WORK TASK 1:
According to the cocrystallization text, what is the pKa of NRG?
WORK TASK 2:
Write the next paragraph of the text on cocrystallization.

TEXT UNDER STUDY:
Cocrystallization is based on the interaction between two or more chemically different molecules, generally in stoichiometric ratio [[32], [33], [34]]. Pharmaceutical cocrystal, can be obtained by a target molecule or API (Active Pharmaceutical Ingredient) and a coformer or guest molecule, normally included in the list of GRAS substances (Generally Recognized as Safe) [28,31].

The use of conventional methods of cocrystallization, such as solvent evaporation, solid grinding, liquid-assisted grinding, slurring, and extrusion (twin screw extrusion, hot melt crystallization) in the cocrystal preparation presents several drawbacks, such as scaling-up difficulties or the presence of homocrystals in the final product and often require post purification steps to eliminate solvents [35,36]. That said, the use of supercritical fluid (FSC) presents a new and interesting pathway for the formation of cocrystals, since it avoids most of the drawbacks of traditional methods while having as main advantages: high purity of products, versatile approach to produce cocrystals with different morphologies and particle sizes, the possibility of thermolabile molecule processing, single step process, as well as being an environmentally acceptable technology reducing the use of organic solvent and minimizing the residual amount of solvent in the cocrystal when compared to some conventional techniques [37,38]. In this work, we applied GAS (gas antisolvent) technique, which involves adding compressed CO2 to a solution containing the target molecule and coformer solutes until the desired pressure is reached. After that, CO2 is incorporated into the liquid solvent, expanding it and decreasing the solvent power, leading to the precipitation of solutes [37].

There are published studies involving the cocrystallization of NRG which involves the use of conventional techniques [[39], [40], [41], [42], [43], [44]]. Recently, some works made use of betaine (BTN, Scheme 1) as coformer to cocrystallize NRG. To date, the fabrication of cocrystals consisting of NRG: BTN via the GAS technique or using FSC has not been found.

The formation of the NRG: BTN cocrystal is justified by the fact that NRG has two competitive hydrogen bonding sites that can act as donors and acceptors (4′,5,7-hydroxyl, and a carbonyl group), which makes it a good candidate for cocrystal formation. Also, NRG is a neutral compound with pKa = 7.05, so it is unsuitable for salt formation [45,46]. BTN, also known as trimethylglycine (C5H11NO2, molecular weight: 117.148 g/mol), is a natural sweetener found in microorganisms, plants, and animals [47]. It has gained significant attention in pharmaceutical formulations as a coformer due to its ability to form hydrogen bonds with molecule targets [[47], [48], [49]].

DATA SECTION:
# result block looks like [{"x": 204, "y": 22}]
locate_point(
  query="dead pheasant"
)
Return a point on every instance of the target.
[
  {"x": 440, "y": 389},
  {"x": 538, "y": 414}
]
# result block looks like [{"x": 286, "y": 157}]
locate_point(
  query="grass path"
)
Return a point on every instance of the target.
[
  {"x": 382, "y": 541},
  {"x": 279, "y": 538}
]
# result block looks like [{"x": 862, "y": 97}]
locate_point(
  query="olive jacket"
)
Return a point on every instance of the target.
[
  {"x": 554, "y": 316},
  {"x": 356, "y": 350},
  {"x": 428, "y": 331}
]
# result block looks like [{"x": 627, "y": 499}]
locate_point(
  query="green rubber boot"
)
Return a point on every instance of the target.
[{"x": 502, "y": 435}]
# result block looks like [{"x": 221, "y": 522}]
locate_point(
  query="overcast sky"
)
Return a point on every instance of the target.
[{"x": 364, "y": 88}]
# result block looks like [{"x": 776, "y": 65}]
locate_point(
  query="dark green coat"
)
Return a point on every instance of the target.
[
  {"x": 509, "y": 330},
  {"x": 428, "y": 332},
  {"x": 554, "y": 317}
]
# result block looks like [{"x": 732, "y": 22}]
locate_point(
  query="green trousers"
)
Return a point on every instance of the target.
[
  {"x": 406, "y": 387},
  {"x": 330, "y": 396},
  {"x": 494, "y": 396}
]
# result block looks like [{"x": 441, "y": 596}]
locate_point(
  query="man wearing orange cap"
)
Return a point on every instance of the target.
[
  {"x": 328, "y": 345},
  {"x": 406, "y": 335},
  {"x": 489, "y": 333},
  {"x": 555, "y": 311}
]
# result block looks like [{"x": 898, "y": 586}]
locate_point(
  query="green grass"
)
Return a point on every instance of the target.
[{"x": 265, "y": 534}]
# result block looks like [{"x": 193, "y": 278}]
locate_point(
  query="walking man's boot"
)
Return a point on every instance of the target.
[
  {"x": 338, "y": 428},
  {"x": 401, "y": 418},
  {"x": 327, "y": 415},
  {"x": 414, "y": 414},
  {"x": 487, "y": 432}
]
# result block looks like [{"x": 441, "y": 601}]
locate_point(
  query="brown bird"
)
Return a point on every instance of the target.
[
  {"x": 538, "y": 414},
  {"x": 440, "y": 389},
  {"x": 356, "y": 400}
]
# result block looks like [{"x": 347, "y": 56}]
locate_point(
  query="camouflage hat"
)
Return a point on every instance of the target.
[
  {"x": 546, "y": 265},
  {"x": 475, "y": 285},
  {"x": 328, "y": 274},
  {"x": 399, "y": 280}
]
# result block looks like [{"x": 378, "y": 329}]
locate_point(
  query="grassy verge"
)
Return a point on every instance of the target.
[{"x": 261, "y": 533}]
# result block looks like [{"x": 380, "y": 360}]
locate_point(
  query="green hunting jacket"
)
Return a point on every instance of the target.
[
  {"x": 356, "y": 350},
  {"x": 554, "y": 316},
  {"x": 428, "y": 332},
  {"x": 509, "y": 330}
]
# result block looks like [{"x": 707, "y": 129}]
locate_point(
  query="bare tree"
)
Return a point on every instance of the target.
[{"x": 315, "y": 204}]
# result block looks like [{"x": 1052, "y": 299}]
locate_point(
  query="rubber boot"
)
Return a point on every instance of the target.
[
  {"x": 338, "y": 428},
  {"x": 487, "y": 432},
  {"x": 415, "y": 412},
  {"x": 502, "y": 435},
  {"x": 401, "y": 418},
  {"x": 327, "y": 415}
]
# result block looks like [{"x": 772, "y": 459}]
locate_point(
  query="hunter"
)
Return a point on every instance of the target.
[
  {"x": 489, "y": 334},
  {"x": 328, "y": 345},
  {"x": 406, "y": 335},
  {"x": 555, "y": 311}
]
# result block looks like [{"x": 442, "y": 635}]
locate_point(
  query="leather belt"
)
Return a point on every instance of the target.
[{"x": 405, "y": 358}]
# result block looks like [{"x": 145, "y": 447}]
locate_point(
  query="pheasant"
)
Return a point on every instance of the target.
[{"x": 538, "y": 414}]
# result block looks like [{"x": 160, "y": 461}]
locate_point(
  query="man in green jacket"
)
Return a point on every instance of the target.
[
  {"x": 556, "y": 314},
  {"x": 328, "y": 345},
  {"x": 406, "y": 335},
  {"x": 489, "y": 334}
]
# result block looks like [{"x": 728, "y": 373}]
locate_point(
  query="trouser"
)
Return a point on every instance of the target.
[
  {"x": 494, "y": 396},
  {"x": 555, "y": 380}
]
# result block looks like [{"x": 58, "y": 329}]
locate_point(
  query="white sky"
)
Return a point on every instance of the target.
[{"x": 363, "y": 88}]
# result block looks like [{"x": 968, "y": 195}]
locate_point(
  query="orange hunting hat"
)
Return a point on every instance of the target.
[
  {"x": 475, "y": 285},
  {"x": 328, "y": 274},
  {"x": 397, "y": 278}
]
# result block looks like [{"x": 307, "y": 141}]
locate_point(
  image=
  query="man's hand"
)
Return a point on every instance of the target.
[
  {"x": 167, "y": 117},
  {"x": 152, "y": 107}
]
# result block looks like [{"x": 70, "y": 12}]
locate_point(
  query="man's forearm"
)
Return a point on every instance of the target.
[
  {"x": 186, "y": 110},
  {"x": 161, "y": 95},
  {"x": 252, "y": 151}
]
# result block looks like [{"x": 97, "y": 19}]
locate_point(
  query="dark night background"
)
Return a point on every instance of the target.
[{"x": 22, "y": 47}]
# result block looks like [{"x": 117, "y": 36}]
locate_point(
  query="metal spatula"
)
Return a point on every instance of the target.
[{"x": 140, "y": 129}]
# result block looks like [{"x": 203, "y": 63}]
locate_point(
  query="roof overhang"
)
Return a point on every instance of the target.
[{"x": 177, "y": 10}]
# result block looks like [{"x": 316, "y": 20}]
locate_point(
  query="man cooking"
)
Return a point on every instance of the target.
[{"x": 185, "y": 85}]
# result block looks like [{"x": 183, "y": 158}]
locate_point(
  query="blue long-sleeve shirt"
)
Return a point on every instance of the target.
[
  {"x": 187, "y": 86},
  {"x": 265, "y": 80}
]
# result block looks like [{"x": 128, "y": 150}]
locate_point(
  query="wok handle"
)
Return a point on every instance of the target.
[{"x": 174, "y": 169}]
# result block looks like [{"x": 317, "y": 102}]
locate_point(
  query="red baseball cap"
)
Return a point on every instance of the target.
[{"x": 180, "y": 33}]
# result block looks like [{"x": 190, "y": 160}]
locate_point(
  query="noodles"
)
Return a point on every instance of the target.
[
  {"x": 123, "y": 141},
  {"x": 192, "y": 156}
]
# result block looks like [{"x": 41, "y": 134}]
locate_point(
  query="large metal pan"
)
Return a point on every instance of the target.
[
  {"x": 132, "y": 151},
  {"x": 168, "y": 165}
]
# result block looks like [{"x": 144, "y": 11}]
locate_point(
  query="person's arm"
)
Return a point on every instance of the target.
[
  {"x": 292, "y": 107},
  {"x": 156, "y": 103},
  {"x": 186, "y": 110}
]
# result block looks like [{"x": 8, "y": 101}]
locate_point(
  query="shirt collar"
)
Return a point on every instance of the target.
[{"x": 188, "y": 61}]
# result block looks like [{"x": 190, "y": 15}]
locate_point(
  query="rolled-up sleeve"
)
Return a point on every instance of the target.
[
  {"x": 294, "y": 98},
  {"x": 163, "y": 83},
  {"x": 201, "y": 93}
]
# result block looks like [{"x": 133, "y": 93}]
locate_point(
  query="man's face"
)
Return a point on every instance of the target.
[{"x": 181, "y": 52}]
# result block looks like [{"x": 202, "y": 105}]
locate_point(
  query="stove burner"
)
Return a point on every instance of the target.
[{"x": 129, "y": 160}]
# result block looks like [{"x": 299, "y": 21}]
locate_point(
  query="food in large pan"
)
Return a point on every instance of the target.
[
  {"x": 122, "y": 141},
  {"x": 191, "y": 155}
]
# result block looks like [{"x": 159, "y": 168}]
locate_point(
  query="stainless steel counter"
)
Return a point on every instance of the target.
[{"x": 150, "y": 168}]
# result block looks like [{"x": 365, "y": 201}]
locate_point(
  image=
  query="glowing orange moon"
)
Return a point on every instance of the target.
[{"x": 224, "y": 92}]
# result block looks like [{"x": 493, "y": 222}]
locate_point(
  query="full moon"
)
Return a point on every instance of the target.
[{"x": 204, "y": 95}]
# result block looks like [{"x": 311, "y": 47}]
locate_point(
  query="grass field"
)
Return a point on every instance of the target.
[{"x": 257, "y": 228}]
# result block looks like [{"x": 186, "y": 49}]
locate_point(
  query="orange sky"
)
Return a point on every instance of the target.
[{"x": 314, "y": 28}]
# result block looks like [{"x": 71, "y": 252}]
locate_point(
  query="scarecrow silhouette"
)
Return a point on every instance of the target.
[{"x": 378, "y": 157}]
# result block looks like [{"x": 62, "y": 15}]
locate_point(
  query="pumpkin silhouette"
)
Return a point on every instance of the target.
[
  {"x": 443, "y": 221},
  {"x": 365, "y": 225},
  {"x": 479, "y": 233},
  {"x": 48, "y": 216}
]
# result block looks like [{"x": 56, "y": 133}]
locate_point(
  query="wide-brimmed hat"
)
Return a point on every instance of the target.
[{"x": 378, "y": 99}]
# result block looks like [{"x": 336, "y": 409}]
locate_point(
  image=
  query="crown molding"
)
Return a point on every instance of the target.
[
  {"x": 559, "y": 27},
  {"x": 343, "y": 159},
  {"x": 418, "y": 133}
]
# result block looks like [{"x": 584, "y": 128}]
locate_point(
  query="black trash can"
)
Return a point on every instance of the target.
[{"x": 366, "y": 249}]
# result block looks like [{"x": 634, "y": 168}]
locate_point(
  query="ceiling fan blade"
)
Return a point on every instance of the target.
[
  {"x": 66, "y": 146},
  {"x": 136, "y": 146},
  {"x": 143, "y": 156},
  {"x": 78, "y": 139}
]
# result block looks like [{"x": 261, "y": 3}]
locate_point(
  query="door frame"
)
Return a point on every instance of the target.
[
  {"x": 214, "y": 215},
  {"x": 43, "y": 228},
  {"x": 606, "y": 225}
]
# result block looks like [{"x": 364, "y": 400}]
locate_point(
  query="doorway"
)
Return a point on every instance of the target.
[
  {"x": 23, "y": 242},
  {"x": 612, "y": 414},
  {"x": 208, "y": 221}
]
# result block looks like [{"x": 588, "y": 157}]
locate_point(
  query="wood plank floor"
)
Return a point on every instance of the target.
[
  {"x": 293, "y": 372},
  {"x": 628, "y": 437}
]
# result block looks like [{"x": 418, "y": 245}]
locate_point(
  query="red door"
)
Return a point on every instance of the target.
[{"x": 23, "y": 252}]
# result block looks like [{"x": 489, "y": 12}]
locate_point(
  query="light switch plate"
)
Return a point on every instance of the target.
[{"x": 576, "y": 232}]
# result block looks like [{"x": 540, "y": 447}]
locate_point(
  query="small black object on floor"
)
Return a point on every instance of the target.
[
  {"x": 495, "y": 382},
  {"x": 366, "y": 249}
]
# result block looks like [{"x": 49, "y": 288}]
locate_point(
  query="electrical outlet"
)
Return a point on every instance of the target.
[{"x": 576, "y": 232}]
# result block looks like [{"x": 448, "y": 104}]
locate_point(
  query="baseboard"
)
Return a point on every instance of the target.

RESPONSE BOX 1:
7.05

RESPONSE BOX 2:
Recent work indicates that cocrystallization can change the permeability properties of drugs [50,51]. Some studies investigating the permeability of cocrystals, physical mixtures, and pure drugs through intestinal monolayer cells evidenced that cocrystals can induce significant differences in influencing the integrity of intestinal cell monolayers compared to the pure drugs and the physical mixtures [[52], [53], [54]]. Other studies did not have evidence effects on permeability by coformers or cocrystals on cell monolayers [55].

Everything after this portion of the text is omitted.